Activities:
A. In the news piece on the Veterinary Medicine Mobility Act, roughly how long did veterinarians and AVMA officials lobby for the law?
B. Resume the news piece on the Veterinary Medicine Mobility Act, starting right after its final sentence.

Document section:
::::

On Friday, August 1, President Barack Obama signed the Veterinary Medicine Mobility Act into law, meaning it is now legal for veterinarians to transport controlled substances out of the locations of their practices and over state lines.
According to an August 4 VIN News Service report, the law had been previously unanimously approved in both houses of Congress before reaching the president’s desk, and is the result of about two years of veterinarians’ and American Veterinary Medical Association officials’ lobbying efforts.
“By passing and signing this legislation, the president and our legislators recognize the critical role veterinarians play in treating sick animals and relieving their pain and suffering,” AVMA President Dr. Ted Cohn wrote.
Prior to the law’s passing, the Drug Enforcement Agency (DEA), acting in accordance with the Controlled Substance Act, forbade veterinarians to transport controlled substances and medicines outside their practices. This made treating some animals, like horses, livestock and other animals that couldn’t be easily transported to a veterinary office, difficult to impossible.

::::

Source information:
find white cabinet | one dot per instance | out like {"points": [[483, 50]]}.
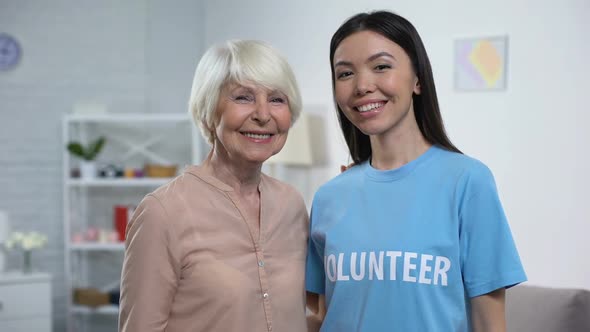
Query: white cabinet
{"points": [[132, 140], [25, 302]]}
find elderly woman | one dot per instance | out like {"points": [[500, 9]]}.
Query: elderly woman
{"points": [[222, 247]]}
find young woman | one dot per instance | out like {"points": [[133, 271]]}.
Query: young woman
{"points": [[413, 237]]}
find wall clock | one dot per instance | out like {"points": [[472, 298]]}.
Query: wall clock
{"points": [[10, 52]]}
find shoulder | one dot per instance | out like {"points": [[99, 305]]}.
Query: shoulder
{"points": [[463, 166], [341, 184], [280, 189], [470, 175]]}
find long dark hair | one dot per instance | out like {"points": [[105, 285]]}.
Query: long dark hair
{"points": [[402, 32]]}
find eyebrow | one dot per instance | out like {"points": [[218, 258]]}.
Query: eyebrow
{"points": [[369, 59]]}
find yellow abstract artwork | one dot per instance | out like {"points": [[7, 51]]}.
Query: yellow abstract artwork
{"points": [[480, 63]]}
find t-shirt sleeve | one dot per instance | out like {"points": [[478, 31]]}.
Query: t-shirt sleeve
{"points": [[314, 270], [150, 269], [489, 259]]}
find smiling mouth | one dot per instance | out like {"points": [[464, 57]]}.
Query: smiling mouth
{"points": [[257, 136], [369, 107]]}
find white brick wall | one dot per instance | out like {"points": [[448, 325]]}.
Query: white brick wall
{"points": [[133, 56]]}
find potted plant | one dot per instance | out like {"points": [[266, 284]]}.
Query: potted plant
{"points": [[87, 154]]}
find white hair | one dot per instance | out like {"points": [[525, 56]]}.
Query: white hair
{"points": [[239, 61]]}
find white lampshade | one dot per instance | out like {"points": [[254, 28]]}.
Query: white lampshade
{"points": [[297, 149], [4, 227]]}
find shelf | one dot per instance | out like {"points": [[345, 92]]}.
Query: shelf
{"points": [[127, 117], [98, 246], [118, 182], [102, 310]]}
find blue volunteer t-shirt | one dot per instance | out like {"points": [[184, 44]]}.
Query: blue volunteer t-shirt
{"points": [[405, 249]]}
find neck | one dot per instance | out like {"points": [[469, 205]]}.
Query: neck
{"points": [[243, 177], [396, 148]]}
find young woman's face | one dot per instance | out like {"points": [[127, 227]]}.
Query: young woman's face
{"points": [[252, 123], [374, 84]]}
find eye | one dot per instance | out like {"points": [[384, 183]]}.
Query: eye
{"points": [[343, 74], [278, 100], [382, 67]]}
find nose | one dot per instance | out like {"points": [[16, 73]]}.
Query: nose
{"points": [[262, 112], [364, 84]]}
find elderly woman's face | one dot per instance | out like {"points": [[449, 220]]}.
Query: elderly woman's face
{"points": [[253, 122]]}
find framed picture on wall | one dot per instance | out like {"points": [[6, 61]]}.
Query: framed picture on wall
{"points": [[481, 63]]}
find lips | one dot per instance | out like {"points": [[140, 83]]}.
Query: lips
{"points": [[257, 136], [369, 106]]}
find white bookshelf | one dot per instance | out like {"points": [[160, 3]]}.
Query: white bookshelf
{"points": [[132, 138], [91, 246], [102, 310]]}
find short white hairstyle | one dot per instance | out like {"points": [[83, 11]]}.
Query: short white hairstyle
{"points": [[241, 62]]}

::::

Results of the tasks:
A. About two years.

B.
“This is a great victory for pet owners and veterinarians alike,” says Larry Rebbecchi of Philadelphia Animal Hospital. “This law allows veterinarians more flexibility such as in-home pet euthanasias, which were not encouraged before.”
In order to be able to transport veterinary medicines out of their practices and across state borders under the new law, a veterinarian must be licensed and also be registered with the DEA, reports the VIN News Service.